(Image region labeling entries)
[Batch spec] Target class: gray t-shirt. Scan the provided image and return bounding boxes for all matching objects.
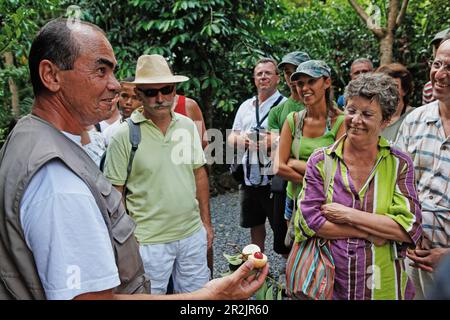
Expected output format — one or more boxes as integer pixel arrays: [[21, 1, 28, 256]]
[[20, 160, 120, 300]]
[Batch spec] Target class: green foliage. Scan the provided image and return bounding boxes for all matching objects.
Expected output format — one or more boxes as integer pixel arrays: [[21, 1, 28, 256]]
[[0, 0, 450, 144], [221, 244, 283, 300], [0, 0, 59, 145]]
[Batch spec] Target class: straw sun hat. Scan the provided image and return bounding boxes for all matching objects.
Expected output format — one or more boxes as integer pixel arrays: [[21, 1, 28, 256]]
[[124, 54, 189, 84]]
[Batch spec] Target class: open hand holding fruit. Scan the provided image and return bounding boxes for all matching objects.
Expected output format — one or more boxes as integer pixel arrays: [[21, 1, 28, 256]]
[[224, 244, 267, 271], [247, 251, 267, 269]]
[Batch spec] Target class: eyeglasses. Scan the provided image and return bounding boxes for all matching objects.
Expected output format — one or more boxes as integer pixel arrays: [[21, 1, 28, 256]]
[[255, 71, 277, 78], [428, 60, 450, 73], [120, 93, 138, 100], [352, 70, 371, 76], [137, 86, 175, 98]]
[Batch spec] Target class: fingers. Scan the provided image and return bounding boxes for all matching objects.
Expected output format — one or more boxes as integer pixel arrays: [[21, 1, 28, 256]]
[[234, 260, 254, 278], [409, 263, 434, 273], [414, 249, 431, 257]]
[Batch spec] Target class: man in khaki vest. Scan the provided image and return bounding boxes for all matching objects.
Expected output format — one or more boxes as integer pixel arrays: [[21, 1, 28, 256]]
[[0, 19, 268, 299]]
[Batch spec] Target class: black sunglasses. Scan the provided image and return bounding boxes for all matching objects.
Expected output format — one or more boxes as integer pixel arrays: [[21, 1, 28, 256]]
[[137, 86, 175, 98]]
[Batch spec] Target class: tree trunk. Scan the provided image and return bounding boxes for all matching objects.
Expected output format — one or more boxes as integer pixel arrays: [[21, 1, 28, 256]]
[[201, 86, 214, 129], [380, 32, 394, 65], [3, 51, 20, 118], [348, 0, 409, 64]]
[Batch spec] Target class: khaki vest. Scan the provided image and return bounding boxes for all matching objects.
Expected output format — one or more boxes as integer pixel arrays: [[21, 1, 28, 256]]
[[0, 115, 150, 299]]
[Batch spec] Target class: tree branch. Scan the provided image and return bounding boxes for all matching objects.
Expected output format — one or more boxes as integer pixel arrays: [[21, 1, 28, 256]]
[[348, 0, 369, 24], [395, 0, 409, 28], [348, 0, 385, 39]]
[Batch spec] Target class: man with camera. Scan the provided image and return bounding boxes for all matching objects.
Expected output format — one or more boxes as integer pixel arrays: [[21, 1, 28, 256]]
[[228, 58, 286, 251]]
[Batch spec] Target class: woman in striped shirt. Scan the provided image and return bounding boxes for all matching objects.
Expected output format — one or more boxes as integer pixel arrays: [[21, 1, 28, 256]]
[[296, 73, 422, 299]]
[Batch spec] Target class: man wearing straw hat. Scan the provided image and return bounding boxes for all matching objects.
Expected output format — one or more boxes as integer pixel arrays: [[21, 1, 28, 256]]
[[105, 54, 213, 294]]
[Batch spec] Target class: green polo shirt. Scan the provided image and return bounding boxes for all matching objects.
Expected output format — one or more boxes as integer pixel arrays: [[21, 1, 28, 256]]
[[267, 97, 305, 133], [105, 112, 206, 244]]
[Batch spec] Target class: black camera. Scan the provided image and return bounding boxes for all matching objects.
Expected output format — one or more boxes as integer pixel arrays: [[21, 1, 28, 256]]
[[247, 127, 265, 142]]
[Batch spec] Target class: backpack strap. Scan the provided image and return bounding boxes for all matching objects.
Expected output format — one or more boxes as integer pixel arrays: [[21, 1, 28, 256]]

YOUR GOAL:
Render the lines as a Markdown table with the columns "Row" and "Line", beginning at the line that contains "[Batch spec] Target class: straw" and stopping after the line that contains "[[124, 54, 189, 84]]". Number each row and omit any blank lines.

TASK RESULT:
| Row | Line |
|---|---|
| 1 | [Batch spec] Target class: straw sun hat. Scan the provided image and return bounding boxes for all matching objects. |
| 2 | Expected output format — one or more boxes as integer pixel arrays: [[21, 1, 28, 256]] |
| 3 | [[124, 54, 189, 84]] |